- WORK TO BE COMPLETED
Wherever a line holds the word "instance", copy that line from the data.

- STUDY MATERIAL
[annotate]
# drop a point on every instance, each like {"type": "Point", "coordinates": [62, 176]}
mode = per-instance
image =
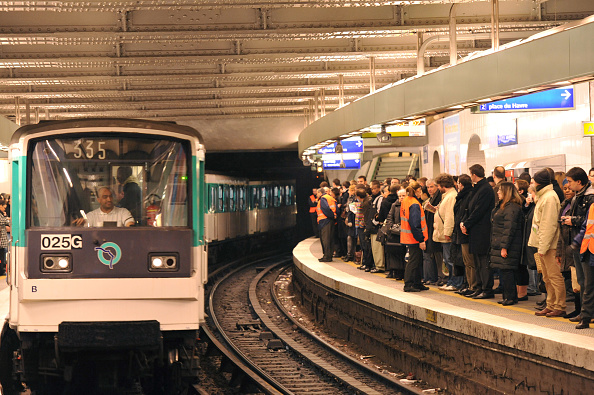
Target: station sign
{"type": "Point", "coordinates": [350, 145]}
{"type": "Point", "coordinates": [553, 99]}
{"type": "Point", "coordinates": [507, 133]}
{"type": "Point", "coordinates": [588, 128]}
{"type": "Point", "coordinates": [341, 161]}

- OUTPUT FOR THIS TASK
# drop a point on every instance, each like {"type": "Point", "coordinates": [62, 176]}
mode = per-instance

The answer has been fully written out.